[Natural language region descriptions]
/---

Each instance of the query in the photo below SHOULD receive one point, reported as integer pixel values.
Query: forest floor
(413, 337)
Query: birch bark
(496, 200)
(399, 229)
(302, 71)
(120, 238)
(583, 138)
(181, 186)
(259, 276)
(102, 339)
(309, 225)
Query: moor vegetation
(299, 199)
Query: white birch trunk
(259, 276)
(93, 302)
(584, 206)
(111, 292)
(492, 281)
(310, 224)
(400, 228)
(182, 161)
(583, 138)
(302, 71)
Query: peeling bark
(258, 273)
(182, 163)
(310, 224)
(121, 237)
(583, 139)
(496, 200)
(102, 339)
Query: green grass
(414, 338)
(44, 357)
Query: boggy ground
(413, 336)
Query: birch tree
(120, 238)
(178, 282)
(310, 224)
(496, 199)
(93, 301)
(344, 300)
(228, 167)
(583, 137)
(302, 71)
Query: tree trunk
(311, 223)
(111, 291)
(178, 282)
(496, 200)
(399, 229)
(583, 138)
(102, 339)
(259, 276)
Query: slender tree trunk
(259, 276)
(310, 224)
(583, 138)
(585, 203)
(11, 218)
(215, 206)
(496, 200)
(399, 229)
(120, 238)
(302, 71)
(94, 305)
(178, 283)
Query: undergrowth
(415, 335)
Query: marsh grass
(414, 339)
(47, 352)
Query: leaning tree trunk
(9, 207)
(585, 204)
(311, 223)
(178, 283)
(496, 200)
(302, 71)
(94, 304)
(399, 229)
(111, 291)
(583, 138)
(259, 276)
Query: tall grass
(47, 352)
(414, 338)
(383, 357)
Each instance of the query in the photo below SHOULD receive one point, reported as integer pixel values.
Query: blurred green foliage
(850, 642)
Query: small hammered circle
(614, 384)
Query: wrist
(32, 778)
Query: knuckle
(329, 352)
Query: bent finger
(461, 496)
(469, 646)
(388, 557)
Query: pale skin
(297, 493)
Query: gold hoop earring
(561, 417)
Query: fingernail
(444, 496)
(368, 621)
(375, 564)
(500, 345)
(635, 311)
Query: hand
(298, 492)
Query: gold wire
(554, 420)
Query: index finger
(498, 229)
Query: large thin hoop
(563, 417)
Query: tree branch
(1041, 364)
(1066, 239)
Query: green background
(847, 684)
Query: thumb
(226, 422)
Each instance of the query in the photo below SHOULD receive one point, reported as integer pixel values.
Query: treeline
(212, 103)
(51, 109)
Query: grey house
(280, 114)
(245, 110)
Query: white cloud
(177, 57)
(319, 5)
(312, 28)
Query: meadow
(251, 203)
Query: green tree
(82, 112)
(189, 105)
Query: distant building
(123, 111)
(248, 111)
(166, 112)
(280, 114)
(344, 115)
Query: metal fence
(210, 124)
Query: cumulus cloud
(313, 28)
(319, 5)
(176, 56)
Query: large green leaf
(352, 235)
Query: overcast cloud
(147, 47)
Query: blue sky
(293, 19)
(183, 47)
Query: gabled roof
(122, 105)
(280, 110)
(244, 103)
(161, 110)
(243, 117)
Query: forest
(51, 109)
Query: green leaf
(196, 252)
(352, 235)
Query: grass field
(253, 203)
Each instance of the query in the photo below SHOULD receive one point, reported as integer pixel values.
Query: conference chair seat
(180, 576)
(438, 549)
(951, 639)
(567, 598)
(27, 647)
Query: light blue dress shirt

\---

Work required:
Lines from the one that contains "Query: gabled roof" through the final line of the entries must be duplicated exactly, and no other lines.

Result of this exercise:
Query: gabled roof
(122, 105)
(280, 110)
(244, 103)
(161, 110)
(243, 117)
Query: forest
(51, 109)
Query: green leaf
(196, 252)
(352, 235)
Query: grass field
(253, 203)
Each instance of the query in the photo below SHOULD receive one point, reported as integer pixel values.
Query: conference chair seat
(180, 576)
(438, 549)
(951, 639)
(567, 598)
(27, 647)
Query: light blue dress shirt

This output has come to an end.